> REQUIRED WORK
(a) Decide whether each statement below agrees with the review, answering yes or no and quoting the words from the review that settle it: (i) The first three pages of Designing Design are blank endpapers. (ii) The title on the dust jacket is printed in lower-case letters. (iii) The book contains 471 text-pages.
(b) Extract from the review the passage that opens at the words "On the day that" and ends after "than ‘Designing Design’.)", copying it word for word.

> DOCUMENT SECTION
****************

Super-normal-designing-desi

Mark Adams, managing director of Vitsœ reviews Kenya Hara’s Designing Design and Jasper Morrison with Naoto Fukasawa’s Super Normal.

I am the most demanding of consumers. Whether in a shop, restaurant, gallery or museum, my senses are constantly alert: sifting, filtering, analysing and reacting to the surfeit of incoming messages. From deep within I am always searching for that blissful, unexpected delight that can come from nowhere: watching the tiniest details that allow a family-run Italian restaurant to operate with delicious efficiency, without computers and with only the minimum applied to paper. For years my measuring device has been a constant: can any task be done better but by using less? Can we live happier more fulfilled lives by not constantly seeking more?

On the day that a copy of ‘Designing Design’ arrived, my senses had been blunted by the drudgery of some necessary but underwhelming meetings that lurk behind the apparent glamour of designing, making and retailing modern furniture. I found the most modest of books: weighty clearly, but with simple black print applied to a white partial dust jacket wrapping around a white full dust jacket which quietly proclaimed ‘DESIGNING DESIGN’ (yes, in capitals). “Mmmm”, I thought, “a serious book”. And then I opened it. I looked but, most importantly, I touched. The hairs on the back of my neck leapt. My body tingled. Not for the last time with this book, I smiled openly. I had been transported to a special place. (E-book readers will be very influential but, if you fear for the future of the paper book, look no further than ‘Designing Design’.)

The first three pages of the book are endpapers, and they are blank. The first leaf serves to protect the next one which is, in turn, protecting the real star, the third one. It is slightly smaller than the size of the book and is thus framed by the first of 471 text-pages that lies behind. I have always had a weakness for handmade paper – and here it is, at its laid, gossamer, finest, best. Visible through this exquisite sheet are the first printed words of the book, “Verbalizing design is another act of design. Kenya Hara”. As I ran my fingers back and forth, back and forth over the understated quality of that first printed page, I felt like one of the forgery detectors who work at the Bank of England and spot most forgeries with their finger-tips, not with their eyes. I knew that I was in a rare place. The “verbalizing” now had a lot to live up to. (Incidentally, page 471 kindly tells you the source of these sumptuous materials.) Suddenly, that increasingly brutal world that we all inhabit is far, far away.

****************

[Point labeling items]
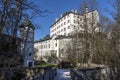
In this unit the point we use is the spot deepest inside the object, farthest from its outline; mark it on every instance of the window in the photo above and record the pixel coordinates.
(64, 23)
(68, 27)
(30, 54)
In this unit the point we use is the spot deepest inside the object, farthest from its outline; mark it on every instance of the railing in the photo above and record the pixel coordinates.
(44, 74)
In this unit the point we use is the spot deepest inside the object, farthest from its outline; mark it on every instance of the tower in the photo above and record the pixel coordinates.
(27, 42)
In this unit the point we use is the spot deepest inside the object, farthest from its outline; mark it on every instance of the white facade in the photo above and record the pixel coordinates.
(27, 44)
(67, 24)
(71, 21)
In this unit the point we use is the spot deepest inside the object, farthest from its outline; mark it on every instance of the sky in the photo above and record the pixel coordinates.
(56, 8)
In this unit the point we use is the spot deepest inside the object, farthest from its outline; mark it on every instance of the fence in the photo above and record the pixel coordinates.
(44, 74)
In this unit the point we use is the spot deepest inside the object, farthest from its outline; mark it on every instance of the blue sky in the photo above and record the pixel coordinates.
(56, 8)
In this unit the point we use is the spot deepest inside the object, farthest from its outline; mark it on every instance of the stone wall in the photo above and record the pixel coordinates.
(98, 73)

****************

> TASK ANSWERS
(a)
(i) Yes: "The first three pages of the book are endpapers, and they are blank."
(ii) No: "(yes, in capitals)"
(iii) Yes: "the first of 471 text-pages that lies behind"

(b)
On the day that a copy of ‘Designing Design’ arrived, my senses had been blunted by the drudgery of some necessary but underwhelming meetings that lurk behind the apparent glamour of designing, making and retailing modern furniture. I found the most modest of books: weighty clearly, but with simple black print applied to a white partial dust jacket wrapping around a white full dust jacket which quietly proclaimed ‘DESIGNING DESIGN’ (yes, in capitals). “Mmmm”, I thought, “a serious book”. And then I opened it. I looked but, most importantly, I touched. The hairs on the back of my neck leapt. My body tingled. Not for the last time with this book, I smiled openly. I had been transported to a special place. (E-book readers will be very influential but, if you fear for the future of the paper book, look no further than ‘Designing Design’.)